**Task:**
Copy each line of the records below exactly as it appears, with nothing changed.

Point annotation dataset records
────────

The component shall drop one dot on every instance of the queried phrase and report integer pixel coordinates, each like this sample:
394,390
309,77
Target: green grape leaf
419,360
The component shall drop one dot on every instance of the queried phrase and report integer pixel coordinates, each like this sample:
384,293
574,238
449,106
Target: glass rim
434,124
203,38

────────

**Response below:**
The component shall drop one dot on every instance of the queried phrase and report integer pixel coordinates, each like this sample:
394,390
309,77
Target: green grape leaf
419,360
The component shall drop one dot on every instance of the queried phrase and report integer pixel coordinates, each like this sample:
384,293
574,238
449,106
Target: glass rim
434,124
203,38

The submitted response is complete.